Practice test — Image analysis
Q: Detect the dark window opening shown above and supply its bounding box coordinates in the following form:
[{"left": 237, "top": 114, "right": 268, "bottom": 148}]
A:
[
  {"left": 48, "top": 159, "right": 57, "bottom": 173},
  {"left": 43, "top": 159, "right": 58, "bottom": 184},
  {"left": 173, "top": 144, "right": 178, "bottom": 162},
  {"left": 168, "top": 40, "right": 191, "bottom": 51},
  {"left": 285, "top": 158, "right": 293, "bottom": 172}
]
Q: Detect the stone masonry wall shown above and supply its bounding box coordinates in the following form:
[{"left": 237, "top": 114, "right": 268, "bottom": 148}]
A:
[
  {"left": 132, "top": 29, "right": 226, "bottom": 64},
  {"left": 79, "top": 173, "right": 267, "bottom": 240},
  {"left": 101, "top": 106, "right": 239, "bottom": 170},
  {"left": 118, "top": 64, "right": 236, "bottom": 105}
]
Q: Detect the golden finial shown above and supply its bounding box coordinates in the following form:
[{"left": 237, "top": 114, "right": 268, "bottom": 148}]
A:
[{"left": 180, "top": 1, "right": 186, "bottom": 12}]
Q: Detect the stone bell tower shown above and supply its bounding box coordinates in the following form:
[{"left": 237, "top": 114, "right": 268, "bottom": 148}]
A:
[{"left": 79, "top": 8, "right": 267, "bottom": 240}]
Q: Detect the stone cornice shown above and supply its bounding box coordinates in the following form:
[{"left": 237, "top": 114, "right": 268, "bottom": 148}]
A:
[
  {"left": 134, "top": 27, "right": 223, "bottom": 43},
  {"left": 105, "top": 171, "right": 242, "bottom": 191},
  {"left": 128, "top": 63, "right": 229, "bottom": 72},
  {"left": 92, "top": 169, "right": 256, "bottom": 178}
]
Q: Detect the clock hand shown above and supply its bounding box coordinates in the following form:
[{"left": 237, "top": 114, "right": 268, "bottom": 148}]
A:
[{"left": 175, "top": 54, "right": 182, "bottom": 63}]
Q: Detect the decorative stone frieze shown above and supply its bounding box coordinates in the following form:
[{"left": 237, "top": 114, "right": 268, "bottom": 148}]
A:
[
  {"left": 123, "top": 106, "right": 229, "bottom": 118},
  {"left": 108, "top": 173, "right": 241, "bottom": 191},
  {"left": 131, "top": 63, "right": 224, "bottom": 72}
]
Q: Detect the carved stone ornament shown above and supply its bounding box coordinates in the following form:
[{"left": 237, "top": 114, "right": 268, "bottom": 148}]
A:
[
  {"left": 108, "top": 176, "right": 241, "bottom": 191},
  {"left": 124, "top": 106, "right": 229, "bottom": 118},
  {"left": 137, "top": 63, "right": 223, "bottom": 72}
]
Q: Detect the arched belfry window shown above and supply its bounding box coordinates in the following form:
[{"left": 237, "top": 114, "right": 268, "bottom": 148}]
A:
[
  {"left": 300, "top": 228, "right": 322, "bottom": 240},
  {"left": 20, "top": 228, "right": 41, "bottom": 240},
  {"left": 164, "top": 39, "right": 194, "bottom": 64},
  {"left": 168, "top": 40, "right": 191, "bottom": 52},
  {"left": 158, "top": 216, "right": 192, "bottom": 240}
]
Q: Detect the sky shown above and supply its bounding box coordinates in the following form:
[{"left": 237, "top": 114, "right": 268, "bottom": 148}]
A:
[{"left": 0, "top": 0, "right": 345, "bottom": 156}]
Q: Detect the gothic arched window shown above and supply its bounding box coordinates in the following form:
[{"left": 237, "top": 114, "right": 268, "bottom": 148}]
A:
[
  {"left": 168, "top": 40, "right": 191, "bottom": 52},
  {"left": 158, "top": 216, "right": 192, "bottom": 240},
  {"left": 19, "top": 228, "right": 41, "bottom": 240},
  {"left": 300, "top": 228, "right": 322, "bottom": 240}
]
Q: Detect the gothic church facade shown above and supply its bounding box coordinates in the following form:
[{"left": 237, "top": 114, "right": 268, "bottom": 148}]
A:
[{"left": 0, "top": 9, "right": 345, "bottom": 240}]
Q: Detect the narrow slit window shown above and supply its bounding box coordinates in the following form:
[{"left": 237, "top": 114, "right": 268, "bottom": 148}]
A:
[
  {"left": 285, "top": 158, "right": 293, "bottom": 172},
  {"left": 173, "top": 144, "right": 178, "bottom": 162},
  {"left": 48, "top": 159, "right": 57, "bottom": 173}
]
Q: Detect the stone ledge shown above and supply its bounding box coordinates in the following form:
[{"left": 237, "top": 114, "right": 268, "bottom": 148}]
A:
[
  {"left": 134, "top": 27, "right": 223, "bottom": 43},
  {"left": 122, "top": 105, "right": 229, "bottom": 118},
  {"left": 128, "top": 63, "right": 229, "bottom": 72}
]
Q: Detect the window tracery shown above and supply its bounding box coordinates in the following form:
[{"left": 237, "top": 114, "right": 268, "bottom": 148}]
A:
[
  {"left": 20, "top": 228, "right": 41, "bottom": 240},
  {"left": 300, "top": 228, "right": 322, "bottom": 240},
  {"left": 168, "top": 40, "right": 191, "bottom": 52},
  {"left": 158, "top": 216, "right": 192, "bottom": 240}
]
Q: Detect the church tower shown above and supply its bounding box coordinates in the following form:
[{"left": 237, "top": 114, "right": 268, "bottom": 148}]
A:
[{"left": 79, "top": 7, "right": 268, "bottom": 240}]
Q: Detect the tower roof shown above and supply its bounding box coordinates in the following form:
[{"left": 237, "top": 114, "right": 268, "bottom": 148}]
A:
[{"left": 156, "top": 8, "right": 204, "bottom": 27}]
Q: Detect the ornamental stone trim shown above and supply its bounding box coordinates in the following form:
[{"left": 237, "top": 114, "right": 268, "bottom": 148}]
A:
========
● **DO THIS**: Copy every one of the entries above word for word, keeping each line as it is.

● **RESPONSE**:
Practice test — Image analysis
Q: Detect the dark window opening shown above and supply its bounding box coordinates in the following form:
[{"left": 237, "top": 114, "right": 268, "bottom": 148}]
A:
[
  {"left": 48, "top": 159, "right": 57, "bottom": 173},
  {"left": 43, "top": 159, "right": 58, "bottom": 184},
  {"left": 173, "top": 144, "right": 178, "bottom": 162},
  {"left": 168, "top": 40, "right": 191, "bottom": 51},
  {"left": 285, "top": 158, "right": 293, "bottom": 172}
]
Q: Detect the stone masonry wall shown above and supply its bounding box coordinates in the following form:
[{"left": 237, "top": 114, "right": 268, "bottom": 148}]
A:
[
  {"left": 132, "top": 29, "right": 226, "bottom": 64},
  {"left": 79, "top": 173, "right": 267, "bottom": 240},
  {"left": 101, "top": 106, "right": 239, "bottom": 170},
  {"left": 118, "top": 64, "right": 236, "bottom": 105}
]
Q: Detect the golden finial shown above and supply its bounding box coordinates in the following form:
[{"left": 237, "top": 114, "right": 268, "bottom": 148}]
A:
[{"left": 180, "top": 1, "right": 186, "bottom": 12}]
Q: Detect the stone bell tower shown above and supply its bounding box coordinates in the following form:
[{"left": 237, "top": 114, "right": 268, "bottom": 148}]
A:
[{"left": 79, "top": 8, "right": 267, "bottom": 240}]
Q: Detect the stone cornice shown above and supply its bounding box coordinates in the following form:
[{"left": 237, "top": 114, "right": 268, "bottom": 148}]
A:
[
  {"left": 134, "top": 27, "right": 223, "bottom": 43},
  {"left": 105, "top": 171, "right": 242, "bottom": 191},
  {"left": 128, "top": 63, "right": 229, "bottom": 72},
  {"left": 92, "top": 169, "right": 256, "bottom": 178}
]
Q: Detect the clock hand shown above and supply its bounding box coordinates in the following form:
[{"left": 237, "top": 114, "right": 268, "bottom": 148}]
A:
[{"left": 175, "top": 54, "right": 182, "bottom": 63}]
Q: Detect the decorative stone frieze shown above and supply its bounding box coordinates in the following form:
[{"left": 237, "top": 114, "right": 268, "bottom": 148}]
A:
[
  {"left": 123, "top": 106, "right": 229, "bottom": 118},
  {"left": 108, "top": 173, "right": 241, "bottom": 191},
  {"left": 131, "top": 63, "right": 224, "bottom": 72}
]
Q: Detect the carved stone ornament shown above and supply its bounding box coordinates in the following form:
[{"left": 237, "top": 114, "right": 268, "bottom": 148}]
A:
[
  {"left": 108, "top": 176, "right": 241, "bottom": 191},
  {"left": 124, "top": 106, "right": 229, "bottom": 118},
  {"left": 137, "top": 63, "right": 223, "bottom": 72}
]
Q: Detect the arched belfry window shown above and supply its bounding box coordinates in the following form:
[{"left": 237, "top": 114, "right": 268, "bottom": 148}]
A:
[
  {"left": 300, "top": 228, "right": 322, "bottom": 240},
  {"left": 20, "top": 228, "right": 41, "bottom": 240},
  {"left": 164, "top": 39, "right": 194, "bottom": 64},
  {"left": 168, "top": 40, "right": 191, "bottom": 52},
  {"left": 158, "top": 216, "right": 192, "bottom": 240}
]
Q: Detect the sky shown above and supply its bounding box coordinates in the following form:
[{"left": 237, "top": 114, "right": 268, "bottom": 148}]
A:
[{"left": 0, "top": 0, "right": 345, "bottom": 156}]
Q: Detect the gothic arched window shown above and supply its bounding box coordinates in the following form:
[{"left": 237, "top": 114, "right": 268, "bottom": 148}]
A:
[
  {"left": 168, "top": 40, "right": 191, "bottom": 52},
  {"left": 158, "top": 216, "right": 192, "bottom": 240},
  {"left": 19, "top": 228, "right": 41, "bottom": 240},
  {"left": 300, "top": 228, "right": 322, "bottom": 240}
]
Q: Detect the gothic church facade shown above and supply its bounding box coordinates in the following form:
[{"left": 237, "top": 114, "right": 268, "bottom": 148}]
A:
[{"left": 0, "top": 9, "right": 345, "bottom": 240}]
Q: Detect the narrow slit window shown above and supply its bounding box coordinates in the following form:
[{"left": 237, "top": 114, "right": 268, "bottom": 148}]
A:
[
  {"left": 285, "top": 158, "right": 293, "bottom": 172},
  {"left": 173, "top": 144, "right": 178, "bottom": 162},
  {"left": 48, "top": 159, "right": 57, "bottom": 173}
]
Q: Detect the stone ledge shown above and supply its bounding box coordinates in the following form:
[{"left": 237, "top": 114, "right": 268, "bottom": 148}]
A:
[
  {"left": 134, "top": 27, "right": 223, "bottom": 43},
  {"left": 122, "top": 105, "right": 229, "bottom": 118},
  {"left": 128, "top": 63, "right": 229, "bottom": 72}
]
Q: Detect the window tracery shown above and supply its bounding box coordinates in the following form:
[{"left": 237, "top": 114, "right": 268, "bottom": 148}]
A:
[
  {"left": 20, "top": 228, "right": 41, "bottom": 240},
  {"left": 300, "top": 228, "right": 322, "bottom": 240},
  {"left": 168, "top": 40, "right": 191, "bottom": 52},
  {"left": 158, "top": 216, "right": 192, "bottom": 240}
]
Q: Detect the church tower shown above and supply its bounding box coordinates in the following form:
[{"left": 237, "top": 114, "right": 268, "bottom": 148}]
A:
[{"left": 79, "top": 7, "right": 268, "bottom": 240}]
Q: Detect the tower roof shown above and supply its bounding box coordinates in the following form:
[{"left": 237, "top": 114, "right": 268, "bottom": 148}]
A:
[{"left": 156, "top": 8, "right": 204, "bottom": 27}]
Q: Detect the ornamental stone trim shown above and supply its bounding box coordinates in the following form:
[{"left": 237, "top": 114, "right": 268, "bottom": 148}]
A:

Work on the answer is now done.